-- TASK INSTRUCTIONS --
Print all of the material below verbatim, every line in its original order.

-- GIVEN DATA --
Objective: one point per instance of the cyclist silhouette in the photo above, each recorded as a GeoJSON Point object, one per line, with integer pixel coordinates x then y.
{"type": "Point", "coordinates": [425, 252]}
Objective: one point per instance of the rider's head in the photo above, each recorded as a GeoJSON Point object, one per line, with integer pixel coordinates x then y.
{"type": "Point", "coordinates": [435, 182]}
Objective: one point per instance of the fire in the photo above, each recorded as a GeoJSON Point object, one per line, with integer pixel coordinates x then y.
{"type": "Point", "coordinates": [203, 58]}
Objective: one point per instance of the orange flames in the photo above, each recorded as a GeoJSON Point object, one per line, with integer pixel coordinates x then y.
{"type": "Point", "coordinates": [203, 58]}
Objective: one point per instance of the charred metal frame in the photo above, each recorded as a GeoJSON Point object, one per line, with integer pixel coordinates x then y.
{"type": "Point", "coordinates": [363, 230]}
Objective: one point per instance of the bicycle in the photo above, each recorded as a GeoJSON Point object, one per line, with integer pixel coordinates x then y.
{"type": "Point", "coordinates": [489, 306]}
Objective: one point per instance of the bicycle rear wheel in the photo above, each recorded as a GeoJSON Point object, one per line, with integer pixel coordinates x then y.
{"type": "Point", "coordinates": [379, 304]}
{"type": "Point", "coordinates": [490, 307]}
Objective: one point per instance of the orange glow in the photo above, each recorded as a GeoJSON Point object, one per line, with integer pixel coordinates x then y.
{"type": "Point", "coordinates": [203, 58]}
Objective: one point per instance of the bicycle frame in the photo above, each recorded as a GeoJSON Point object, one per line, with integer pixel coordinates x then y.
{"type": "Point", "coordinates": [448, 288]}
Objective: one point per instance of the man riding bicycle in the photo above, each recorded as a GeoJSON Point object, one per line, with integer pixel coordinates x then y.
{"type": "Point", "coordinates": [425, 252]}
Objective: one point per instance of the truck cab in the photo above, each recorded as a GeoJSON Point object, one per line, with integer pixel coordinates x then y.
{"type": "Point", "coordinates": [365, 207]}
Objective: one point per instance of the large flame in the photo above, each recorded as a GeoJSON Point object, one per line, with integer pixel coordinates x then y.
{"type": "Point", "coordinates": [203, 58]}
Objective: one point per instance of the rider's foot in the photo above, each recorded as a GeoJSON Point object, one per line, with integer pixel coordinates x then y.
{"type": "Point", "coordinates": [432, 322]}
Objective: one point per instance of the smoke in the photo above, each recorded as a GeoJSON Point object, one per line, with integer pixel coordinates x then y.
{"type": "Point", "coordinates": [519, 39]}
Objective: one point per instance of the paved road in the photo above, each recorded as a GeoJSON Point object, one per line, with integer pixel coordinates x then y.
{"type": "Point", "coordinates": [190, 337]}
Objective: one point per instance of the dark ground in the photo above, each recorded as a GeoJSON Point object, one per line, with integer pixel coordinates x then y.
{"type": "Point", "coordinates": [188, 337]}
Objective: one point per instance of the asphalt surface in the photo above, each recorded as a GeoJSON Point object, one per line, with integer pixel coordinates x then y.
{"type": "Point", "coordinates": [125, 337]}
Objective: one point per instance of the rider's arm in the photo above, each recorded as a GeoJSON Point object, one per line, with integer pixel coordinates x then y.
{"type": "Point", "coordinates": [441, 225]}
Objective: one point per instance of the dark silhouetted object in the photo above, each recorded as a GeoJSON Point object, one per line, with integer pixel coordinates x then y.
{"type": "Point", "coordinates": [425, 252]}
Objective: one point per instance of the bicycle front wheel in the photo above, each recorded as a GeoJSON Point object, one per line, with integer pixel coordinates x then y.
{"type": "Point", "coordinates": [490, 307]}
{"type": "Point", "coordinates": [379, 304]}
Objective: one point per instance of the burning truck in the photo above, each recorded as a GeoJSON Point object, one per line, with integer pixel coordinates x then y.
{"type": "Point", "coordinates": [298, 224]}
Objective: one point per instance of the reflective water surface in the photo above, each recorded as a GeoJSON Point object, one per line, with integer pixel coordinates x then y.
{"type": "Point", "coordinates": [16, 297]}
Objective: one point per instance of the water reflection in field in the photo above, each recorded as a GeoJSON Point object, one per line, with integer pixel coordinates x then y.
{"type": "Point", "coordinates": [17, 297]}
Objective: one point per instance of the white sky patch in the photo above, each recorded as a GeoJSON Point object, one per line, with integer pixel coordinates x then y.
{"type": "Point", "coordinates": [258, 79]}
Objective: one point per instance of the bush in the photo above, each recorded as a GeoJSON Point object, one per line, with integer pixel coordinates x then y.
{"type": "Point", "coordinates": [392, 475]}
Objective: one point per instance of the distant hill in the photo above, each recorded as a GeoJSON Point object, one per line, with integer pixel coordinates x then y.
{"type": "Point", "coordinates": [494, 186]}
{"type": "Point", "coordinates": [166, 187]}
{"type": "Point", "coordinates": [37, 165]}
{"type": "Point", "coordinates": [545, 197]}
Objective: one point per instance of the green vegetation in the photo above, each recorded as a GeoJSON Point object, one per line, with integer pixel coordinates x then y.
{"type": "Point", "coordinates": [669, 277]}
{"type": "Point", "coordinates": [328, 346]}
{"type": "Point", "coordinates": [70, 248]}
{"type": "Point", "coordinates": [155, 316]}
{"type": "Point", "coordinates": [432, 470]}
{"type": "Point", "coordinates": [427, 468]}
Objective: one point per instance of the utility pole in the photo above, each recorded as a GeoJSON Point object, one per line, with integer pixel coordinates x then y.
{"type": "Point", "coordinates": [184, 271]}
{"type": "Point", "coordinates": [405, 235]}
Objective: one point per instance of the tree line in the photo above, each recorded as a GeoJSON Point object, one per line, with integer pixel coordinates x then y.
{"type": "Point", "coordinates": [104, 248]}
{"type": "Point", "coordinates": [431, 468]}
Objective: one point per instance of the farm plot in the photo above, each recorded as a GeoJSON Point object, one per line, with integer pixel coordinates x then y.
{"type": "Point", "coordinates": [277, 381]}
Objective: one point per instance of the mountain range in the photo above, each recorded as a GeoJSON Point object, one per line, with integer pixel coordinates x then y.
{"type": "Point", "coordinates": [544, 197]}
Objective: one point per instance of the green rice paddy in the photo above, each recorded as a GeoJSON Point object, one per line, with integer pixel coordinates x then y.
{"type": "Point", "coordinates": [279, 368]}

-- WRITTEN RESPONSE --
Objective: one point per instance of the cyclist silhouette in the photo above, each recorded as a GeoJSON Point object, one per line, with integer pixel coordinates x then y.
{"type": "Point", "coordinates": [425, 252]}
Objective: one point per instance of the rider's head in the photo above, each recorded as a GeoJSON Point object, one per line, with integer pixel coordinates x then y.
{"type": "Point", "coordinates": [435, 182]}
Objective: one point per instance of the fire in the photo above, each recorded as a GeoJSON Point object, one per line, with integer pixel coordinates x then y.
{"type": "Point", "coordinates": [203, 58]}
Objective: one point per instance of the orange flames in the photo above, each recorded as a GeoJSON Point object, one per line, with integer pixel coordinates x then y.
{"type": "Point", "coordinates": [203, 58]}
Objective: one point per instance of the charred metal frame in the photo above, each recorded as a GeoJSON Point object, one per line, with integer pixel coordinates x then y.
{"type": "Point", "coordinates": [363, 230]}
Objective: one point per instance of the bicycle in the photo above, each recorded as a GeoJSON Point object, one per line, with integer pixel coordinates x then y.
{"type": "Point", "coordinates": [489, 306]}
Objective: one point per instance of the bicycle rear wheel in the photo above, each recorded as a GeoJSON Point object, one per line, with integer pixel coordinates x then y.
{"type": "Point", "coordinates": [379, 304]}
{"type": "Point", "coordinates": [490, 307]}
Objective: one point per instance of the orange glow in the photo above, each recorded as a GeoJSON Point object, one per line, with integer pixel coordinates x then y.
{"type": "Point", "coordinates": [203, 58]}
Objective: one point per instance of the bicycle frame in the photo above, each recorded as a GeoJSON Point object, one per line, with integer pixel coordinates x then y.
{"type": "Point", "coordinates": [448, 288]}
Objective: one point per instance of the man riding bicycle in the photo above, each recorded as a GeoJSON Point object, one per line, with integer pixel coordinates x then y.
{"type": "Point", "coordinates": [425, 252]}
Objective: one point per instance of the truck cab in the photo above, each recorded as a GeoJSON Point object, one per line, with integer pixel coordinates x then y.
{"type": "Point", "coordinates": [365, 207]}
Objective: one point per instance of the large flame in the photo above, each recorded as a GeoJSON Point object, one per line, with integer pixel coordinates x then y.
{"type": "Point", "coordinates": [203, 58]}
Objective: one point per instance of the rider's foot in the photo above, each recorded as a GeoJSON Point object, one per line, with integer pixel coordinates x then y.
{"type": "Point", "coordinates": [432, 322]}
Objective: one point per instance of the smoke in the photo above, each recorded as a GeoJSON Point object, one per line, with integer pixel coordinates x then y.
{"type": "Point", "coordinates": [519, 39]}
Objective: one point per instance of the paved road in the photo above, each recorded as a GeoJSON Point object, one per line, with integer pixel coordinates x then y.
{"type": "Point", "coordinates": [190, 337]}
Objective: one point per instance of the dark ground in the photo above, each recorded as a GeoJSON Point object, one per line, with integer pixel coordinates x then y.
{"type": "Point", "coordinates": [188, 337]}
Objective: one point per instance of the asphalt surface in the photo above, each recorded as a GeoJSON Point object, one per line, with integer pixel coordinates x then y.
{"type": "Point", "coordinates": [125, 337]}
Objective: one point per instance of the rider's arm in the photo above, each recorded as a GeoJSON Point object, one per line, with integer pixel coordinates x then y.
{"type": "Point", "coordinates": [441, 225]}
Objective: one point per instance of the dark silhouetted object in the photo above, each recorded as a GeoJSON Point object, one per line, with integer pixel coordinates x then y.
{"type": "Point", "coordinates": [425, 252]}
Objective: one point per instance of the bicycle front wheel in the photo above, each recorded as a GeoJSON Point object, one per line, with integer pixel coordinates x then y.
{"type": "Point", "coordinates": [490, 307]}
{"type": "Point", "coordinates": [379, 304]}
Objective: one point per instance of the burning truck in the photo above, each recorded as a GeoJSON Point object, one per line, with integer pixel coordinates x then y.
{"type": "Point", "coordinates": [298, 224]}
Objective: one point per instance of the reflective water surface in the photo above, each recorded as a GeoJSON Point object, one per line, with integer pixel coordinates x then y.
{"type": "Point", "coordinates": [16, 297]}
Objective: one point per instance of the water reflection in field in the photo above, each recorded as a GeoJSON Point object, one per line, with integer pixel coordinates x then y.
{"type": "Point", "coordinates": [17, 297]}
Objective: one point per instance of the white sky patch in the photo above, each recorded as a GeoJSON Point object, one per line, with integer pixel coordinates x then y.
{"type": "Point", "coordinates": [258, 79]}
Objective: one point per instance of the bush in the photo above, each recorded as a GeoJSON Point object, one per line, with integer pixel coordinates x then y.
{"type": "Point", "coordinates": [392, 475]}
Objective: one point per instance of the distant hill in the photo above, each recorded as a GeoJSON Point object, one per line, with integer pixel coordinates x then y.
{"type": "Point", "coordinates": [494, 186]}
{"type": "Point", "coordinates": [166, 187]}
{"type": "Point", "coordinates": [37, 165]}
{"type": "Point", "coordinates": [545, 197]}
Objective: one point per instance of the green vegetation in the photo above, each recorded as a GeoJSON Point object, one per line, with integer pixel coordinates x then y.
{"type": "Point", "coordinates": [669, 277]}
{"type": "Point", "coordinates": [328, 346]}
{"type": "Point", "coordinates": [70, 248]}
{"type": "Point", "coordinates": [155, 316]}
{"type": "Point", "coordinates": [432, 470]}
{"type": "Point", "coordinates": [427, 468]}
Objective: one point per instance of the utility pole in the photo above, each recorded as a GeoJSON Point object, one per line, with integer pixel coordinates x then y.
{"type": "Point", "coordinates": [184, 271]}
{"type": "Point", "coordinates": [405, 235]}
Objective: one point per instance of the tree line in the photo above, each recorded as a GeoJSON Point object, one per line, with integer pixel coordinates x then y.
{"type": "Point", "coordinates": [104, 248]}
{"type": "Point", "coordinates": [431, 468]}
Objective: one point per instance of the farm plot in the photo above, each recorded as a GeoJSON Point object, one per line, with integer pixel coordinates x then y.
{"type": "Point", "coordinates": [277, 381]}
Objective: one point per instance of the mountain range in the photo above, each recorded as a GeoJSON Point object, one per line, with integer pixel coordinates x then y.
{"type": "Point", "coordinates": [544, 197]}
Objective: one point per instance of the green rice paddy in the photo above, each recorded as a GeoJSON Point object, one per line, with integer pixel coordinates x then y.
{"type": "Point", "coordinates": [279, 368]}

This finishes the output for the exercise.